Tiago gostava de lutar contra o Homem-Aranha

O corpo derrotado de Red Eagle foi arrastado para fora do ringue, queixa-se de forma óbvia de dores na cabeça, parece arrasado. Quem o pôs naquele estado? Lobo Ibérico, maior que ele, lutador com ar feroz, máscara azul e prateada com orelhas pontiagudas. Mas o público não parece satisfeito com a aparente derrota. Insultam Lobo que por sua vez, de tão irado, empurra o árbitro. “Faz jogo limpo, pá”, ouve-se na plateia, que puxa pelo homem no chão, “dá cabo do caniche”.

E haverá uma reviravolta. Red Eagle, que parece o mais fraco, o mais pequeno, em dois tempos consegue deixar Lobo fora de jogo.

No wrestling é tudo a fingir. Está-se sempre a ouvir essa acusação que parece uma descoberta que desqualifica o que ali se está a passar. Porquê é que tão difícil porem de lado essas categorias, a fingir, a sério, espectáculo ou desporto? É a fingir e é a sério, é desporto e é espectáculo, diz o wrestler Red Eagle.

Esqueçam que cada combate de wrestling pode ter uma história pré-definida, que alguém pode ter decidido de antemão quem são os bons e os vilões, que aquelas pessoas no ringue têm outros nomes e outras vidas.

Não pensem, deixem-se ir, baixem as guardas e acreditem. Façam como ele. Dentro do ringue Tiago Milheiro é Red Eagle e Red Eagle é, na verdade, o Tiago Malheiro “mas mil vezes aumentado. A minha personagem é um super-herói que nunca desiste.”

● Enunciado do exercício: De acordo com o texto sobre wrestling, como é a máscara do lutador Lobo Ibérico? As entradas constituem material independente do texto sobre wrestling.

● Entradas fornecidas:
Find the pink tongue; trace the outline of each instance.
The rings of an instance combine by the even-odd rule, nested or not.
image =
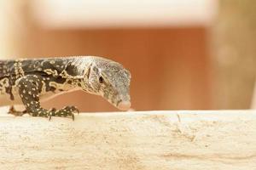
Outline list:
[[[118,108],[121,110],[128,110],[130,107],[131,107],[130,101],[122,101],[118,105]]]

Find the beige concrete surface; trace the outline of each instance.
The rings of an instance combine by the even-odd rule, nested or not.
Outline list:
[[[0,112],[0,169],[256,169],[256,111]]]

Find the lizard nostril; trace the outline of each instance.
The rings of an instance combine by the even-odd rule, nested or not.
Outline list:
[[[118,108],[122,110],[128,110],[131,107],[130,101],[121,101],[118,105]]]

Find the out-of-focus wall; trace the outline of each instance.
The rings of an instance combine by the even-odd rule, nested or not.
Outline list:
[[[135,110],[212,108],[206,27],[46,29],[37,24],[30,8],[22,6],[20,13],[26,28],[16,36],[18,56],[106,56],[131,71]],[[117,110],[101,97],[83,92],[59,96],[44,106],[66,105],[84,111]]]
[[[255,8],[256,1],[219,1],[212,34],[216,108],[250,108],[256,75]]]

● Resposta do exercício: É azul e prateada, com orelhas pontiagudas.